== The data ==

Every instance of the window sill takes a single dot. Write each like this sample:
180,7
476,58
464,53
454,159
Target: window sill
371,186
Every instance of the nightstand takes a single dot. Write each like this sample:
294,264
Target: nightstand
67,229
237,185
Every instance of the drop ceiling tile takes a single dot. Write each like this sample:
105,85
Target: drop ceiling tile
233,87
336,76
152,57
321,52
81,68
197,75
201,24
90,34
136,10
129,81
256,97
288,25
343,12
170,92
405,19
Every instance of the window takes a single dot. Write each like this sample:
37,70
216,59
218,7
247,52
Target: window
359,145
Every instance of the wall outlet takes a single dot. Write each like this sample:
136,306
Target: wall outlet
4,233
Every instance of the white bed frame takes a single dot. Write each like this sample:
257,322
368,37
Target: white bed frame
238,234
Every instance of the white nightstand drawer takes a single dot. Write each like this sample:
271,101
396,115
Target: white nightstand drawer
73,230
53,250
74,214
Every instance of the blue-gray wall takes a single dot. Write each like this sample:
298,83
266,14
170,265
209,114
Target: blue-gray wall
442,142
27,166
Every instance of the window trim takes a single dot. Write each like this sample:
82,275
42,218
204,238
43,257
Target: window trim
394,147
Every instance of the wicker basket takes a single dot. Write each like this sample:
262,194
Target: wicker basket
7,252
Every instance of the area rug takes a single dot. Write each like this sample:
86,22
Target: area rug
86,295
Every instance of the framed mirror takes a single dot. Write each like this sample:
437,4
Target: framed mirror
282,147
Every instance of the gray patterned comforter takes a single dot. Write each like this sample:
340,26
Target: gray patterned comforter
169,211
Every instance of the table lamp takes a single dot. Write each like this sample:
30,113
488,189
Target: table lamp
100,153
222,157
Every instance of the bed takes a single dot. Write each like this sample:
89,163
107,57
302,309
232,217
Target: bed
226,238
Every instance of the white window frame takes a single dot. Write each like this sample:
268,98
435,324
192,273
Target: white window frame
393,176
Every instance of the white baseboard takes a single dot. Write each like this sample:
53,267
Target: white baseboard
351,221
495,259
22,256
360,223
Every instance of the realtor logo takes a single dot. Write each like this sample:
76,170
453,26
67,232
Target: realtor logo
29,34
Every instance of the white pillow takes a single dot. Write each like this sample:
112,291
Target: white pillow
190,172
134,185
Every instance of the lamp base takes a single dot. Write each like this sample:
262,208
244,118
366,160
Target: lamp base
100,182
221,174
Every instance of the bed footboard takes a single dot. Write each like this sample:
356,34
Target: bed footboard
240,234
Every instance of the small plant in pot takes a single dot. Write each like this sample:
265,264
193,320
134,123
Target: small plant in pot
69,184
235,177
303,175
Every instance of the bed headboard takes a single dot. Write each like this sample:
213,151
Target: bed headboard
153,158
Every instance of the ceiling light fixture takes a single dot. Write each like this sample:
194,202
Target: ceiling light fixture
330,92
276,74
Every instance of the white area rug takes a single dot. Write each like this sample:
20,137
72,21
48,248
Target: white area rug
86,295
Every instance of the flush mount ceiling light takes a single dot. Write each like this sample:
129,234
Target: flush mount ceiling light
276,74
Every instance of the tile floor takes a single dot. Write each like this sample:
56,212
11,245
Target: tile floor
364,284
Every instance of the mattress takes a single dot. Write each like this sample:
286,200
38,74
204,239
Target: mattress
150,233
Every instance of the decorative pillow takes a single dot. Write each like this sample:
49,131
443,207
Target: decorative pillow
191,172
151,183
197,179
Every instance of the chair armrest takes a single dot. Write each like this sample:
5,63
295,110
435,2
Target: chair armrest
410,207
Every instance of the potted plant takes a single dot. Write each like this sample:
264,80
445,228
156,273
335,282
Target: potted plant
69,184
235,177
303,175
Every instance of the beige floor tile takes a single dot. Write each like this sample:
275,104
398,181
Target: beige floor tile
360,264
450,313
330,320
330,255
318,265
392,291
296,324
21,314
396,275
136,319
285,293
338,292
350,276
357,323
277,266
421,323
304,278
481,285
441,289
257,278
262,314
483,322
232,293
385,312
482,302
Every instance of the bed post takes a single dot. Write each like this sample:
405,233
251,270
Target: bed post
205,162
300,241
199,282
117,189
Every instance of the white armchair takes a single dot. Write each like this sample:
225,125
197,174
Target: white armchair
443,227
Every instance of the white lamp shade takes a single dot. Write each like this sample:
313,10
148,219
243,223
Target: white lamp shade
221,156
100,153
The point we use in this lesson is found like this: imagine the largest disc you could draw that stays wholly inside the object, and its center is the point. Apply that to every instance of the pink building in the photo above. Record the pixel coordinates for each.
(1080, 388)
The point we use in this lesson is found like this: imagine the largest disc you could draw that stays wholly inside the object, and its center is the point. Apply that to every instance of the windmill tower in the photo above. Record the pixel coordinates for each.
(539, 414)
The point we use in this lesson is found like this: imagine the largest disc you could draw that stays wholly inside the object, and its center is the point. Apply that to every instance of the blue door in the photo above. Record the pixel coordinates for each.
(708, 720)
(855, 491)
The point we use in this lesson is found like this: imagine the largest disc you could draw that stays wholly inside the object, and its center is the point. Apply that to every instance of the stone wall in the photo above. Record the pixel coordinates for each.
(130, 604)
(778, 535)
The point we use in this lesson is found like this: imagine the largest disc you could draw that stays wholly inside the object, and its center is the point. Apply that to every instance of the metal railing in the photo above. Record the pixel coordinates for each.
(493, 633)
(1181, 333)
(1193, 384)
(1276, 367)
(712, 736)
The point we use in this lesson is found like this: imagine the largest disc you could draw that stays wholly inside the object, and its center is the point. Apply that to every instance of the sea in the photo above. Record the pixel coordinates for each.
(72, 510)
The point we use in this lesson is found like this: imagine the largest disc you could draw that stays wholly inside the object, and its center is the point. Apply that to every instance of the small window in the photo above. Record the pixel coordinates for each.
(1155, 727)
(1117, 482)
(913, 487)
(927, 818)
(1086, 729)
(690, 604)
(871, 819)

===

The problem - Each entry above is to be quoted exactly.

Task solution -
Every instance of the window sill takes a single dot. Write each like this sample:
180,7
476,58
464,53
454,159
Target: window sill
371,186
Every instance of the nightstand takes a single dot. Write each like this sample:
294,264
Target: nightstand
67,229
237,185
Every instance of the drop ceiling tile takes a single dot. Write each like this sample:
105,85
Target: drop ceiling tile
233,87
336,76
152,57
321,52
81,68
197,75
201,24
90,34
136,10
129,81
256,97
288,25
343,12
170,92
405,19
Every instance of the window takes a single dot. Write each like this sample:
37,70
216,59
218,7
247,52
Target: window
359,145
Every instance of the wall outlet takes a single dot. Write each like this sample:
136,306
Target: wall outlet
4,233
Every instance of the white bed frame takes a single dot. Write each like this sample:
257,322
368,37
Target: white bed frame
238,234
Every instance of the white nightstand drawer takes a single dot. Write each like this sample:
271,101
396,115
Target: white nightstand drawer
73,230
53,250
74,214
Every instance of the blue-gray wall takes a single dot. Write each like this sample:
298,83
266,14
170,265
209,114
Target: blue-gray wall
442,142
27,166
Every instance of the window trim takes a single dot. Write each like this sample:
82,275
42,218
204,238
43,257
Target: window trim
394,147
Every instance of the wicker basket takes a single dot. Write each like this sample:
262,194
Target: wicker basket
7,252
Every instance of the area rug takes a single dot. Write each like this sample:
86,22
Target: area rug
86,295
Every instance of the framed mirror takes a single dot. Write each like this sample:
437,4
Target: framed mirror
282,147
Every instance of the gray patterned comforter takes a single dot. Write each like this sample:
340,26
Target: gray patterned comforter
169,211
Every instance of the table lamp takes a single dot. Write each like this sample:
30,113
488,189
Target: table lamp
100,153
222,157
Every instance of the bed takes a single dot. Write each like this sample:
89,163
107,57
302,309
232,217
Target: bed
226,238
Every instance of the white window frame takes a single dot. Write each like this sample:
268,98
435,324
192,273
Target: white window frame
393,176
Every instance of the white baseboard takes a single dot. Write each like this sample:
53,267
Target: white baseboard
351,221
495,259
22,256
360,223
Every instance of the realtor logo takes a single dot. Write each like this sample:
76,170
453,26
67,232
Target: realtor logo
29,34
Every instance of the white pillow takes a single dot. Write each like this sample:
112,291
Target: white pillow
190,172
134,185
Every instance of the lamp base takes a single dot. Write each like this sample:
262,208
244,118
366,160
Target: lamp base
100,182
221,174
Every instance of the bed footboard takes a single dot. Write each like this sample:
356,34
Target: bed footboard
240,234
Every instance of the small plant in pot takes a single dot. Write each like this sample:
265,264
193,320
134,123
Target: small plant in pot
69,184
235,177
303,175
Every instance of the bed headboard takes a single dot. Write each like this sample:
213,151
Target: bed headboard
153,158
Every instance of the ceiling light fixture takes a single dot. Write each like this sample:
194,202
Target: ceiling light fixture
330,92
276,74
Every instance of the white area rug takes a single dot. Write each like this sample:
20,137
72,21
48,248
Target: white area rug
86,295
Every instance of the flush mount ceiling light takes a single dot. Write each like this sample:
129,234
Target: flush mount ceiling light
276,74
Every instance of the tile floor takes a single dot. Write each like this sample:
56,212
11,245
Target: tile floor
364,284
Every instance of the mattress takes a single dot. Write each like this sample:
286,200
38,74
204,239
Target: mattress
150,233
Every instance of the decorative pillow takes a single dot. Write each like this sample:
49,131
443,207
Target: decorative pillow
191,172
151,183
197,179
Every instance of the chair armrest takes a single dot. Write each like this sample:
5,63
295,110
435,2
Target: chair armrest
410,207
Every instance of the potted plant takes a single dot. Write each like this sample:
264,80
445,228
156,273
335,282
Target: potted plant
69,184
235,177
303,175
Every instance of the beige floor tile takes a single dot. Write each like this sample:
275,104
398,181
Target: beige floor tile
360,264
450,313
330,320
330,255
318,265
392,291
296,324
21,314
396,275
136,319
285,293
338,292
350,276
357,323
277,266
421,323
304,278
481,285
441,289
257,278
262,314
483,322
232,293
385,312
482,302
Every instance of the bed post takes a single dot. Write each like this sample:
405,233
251,270
Target: bed post
205,162
300,241
199,282
117,189
Every instance of the white armchair takes a single dot. Write each like this sample:
225,125
197,174
Target: white armchair
443,227
Every instance of the white lamp shade takes a single dot. Write each like this sample:
313,10
148,219
243,223
Target: white lamp shade
221,156
100,153
The point we use in this lesson is found like this: imagine the largest disc you could draw that stays wholly inside the object, and its center is the point. Apply that to every instance of the pink building in the photo above. Record the pixel coordinates for each.
(1080, 388)
The point we use in this lesson is found like this: imagine the largest disc you could draw that stays wholly inside the object, and its center is the point. Apply that to every instance of the windmill tower in the photo above. Record the pixel coordinates for each.
(539, 414)
The point we use in this lesson is found like this: imagine the largest disc you could draw that stays wholly inside the object, and its center is the point. Apply that to every instance of the blue door in the photo above. Record the pixel coordinates for each.
(708, 720)
(855, 491)
The point we use in this lesson is found like this: imagine the largest disc you could draw that stays wholly inside the object, and its center is the point. Apply that to every instance of the stone wall in the photo above. Record the pixel coordinates for each.
(130, 604)
(778, 535)
The point we use in this lesson is found like this: imagine the largest disc you could draw that stays wholly inside the object, and its center is the point. Apply that to every instance of the metal railing in the photo above. Record the pixel coordinates for each.
(493, 633)
(1181, 333)
(1193, 384)
(1276, 367)
(712, 736)
The point we use in this lesson is found like this: imagine the largest disc you could draw that stays wholly inside the object, and its center is the point. Apply that to every instance of the sea in the photo above. Record the pixel coordinates for each.
(72, 510)
The point we use in this lesson is found like this: imagine the largest disc you could draw that stays wholly inside the object, and its center is the point. Apply that to every instance of the small window in the photo above. Record the pixel coordinates for each.
(1155, 727)
(1117, 482)
(913, 487)
(927, 818)
(1086, 729)
(690, 604)
(871, 819)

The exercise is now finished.